WHAT NEEDS TO BE DONE ▸ Report how many lines of the following items contain the word "below", treating uppercase and lowercase letters as distinct, and give only that number.

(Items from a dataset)
★ ★ ★
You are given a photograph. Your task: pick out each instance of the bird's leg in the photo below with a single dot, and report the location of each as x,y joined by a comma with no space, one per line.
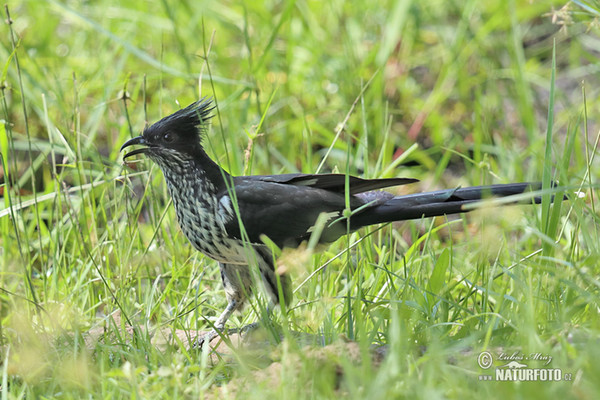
219,325
236,282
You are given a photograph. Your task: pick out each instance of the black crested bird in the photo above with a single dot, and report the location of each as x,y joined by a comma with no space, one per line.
224,216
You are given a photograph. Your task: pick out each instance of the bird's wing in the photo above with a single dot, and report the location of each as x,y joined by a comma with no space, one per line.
332,182
285,212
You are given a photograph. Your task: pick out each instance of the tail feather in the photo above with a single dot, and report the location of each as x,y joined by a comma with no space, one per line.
432,204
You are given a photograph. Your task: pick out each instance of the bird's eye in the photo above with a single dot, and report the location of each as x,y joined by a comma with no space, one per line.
168,137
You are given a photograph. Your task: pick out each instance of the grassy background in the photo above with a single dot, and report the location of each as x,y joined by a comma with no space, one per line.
453,93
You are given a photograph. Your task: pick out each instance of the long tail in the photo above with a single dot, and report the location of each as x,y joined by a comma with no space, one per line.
441,202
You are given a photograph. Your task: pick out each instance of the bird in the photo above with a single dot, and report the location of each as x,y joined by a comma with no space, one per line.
227,217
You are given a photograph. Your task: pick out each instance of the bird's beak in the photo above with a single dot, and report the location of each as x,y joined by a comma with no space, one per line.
137,140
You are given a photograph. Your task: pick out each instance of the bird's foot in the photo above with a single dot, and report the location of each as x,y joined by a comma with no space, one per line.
207,337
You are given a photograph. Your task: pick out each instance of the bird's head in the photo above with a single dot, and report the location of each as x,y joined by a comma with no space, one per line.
175,137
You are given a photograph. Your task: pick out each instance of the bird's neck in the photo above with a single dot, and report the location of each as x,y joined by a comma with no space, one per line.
195,176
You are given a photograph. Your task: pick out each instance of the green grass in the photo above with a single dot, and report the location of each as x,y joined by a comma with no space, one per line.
452,93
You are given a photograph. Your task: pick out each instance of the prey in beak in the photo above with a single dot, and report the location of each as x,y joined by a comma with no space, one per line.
136,140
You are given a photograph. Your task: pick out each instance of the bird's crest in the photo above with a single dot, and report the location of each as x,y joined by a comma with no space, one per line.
189,123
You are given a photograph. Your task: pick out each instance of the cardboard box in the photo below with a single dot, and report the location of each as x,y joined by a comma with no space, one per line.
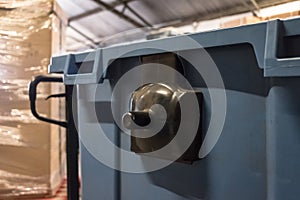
★ ★ ★
THE ANSWER ▸ 2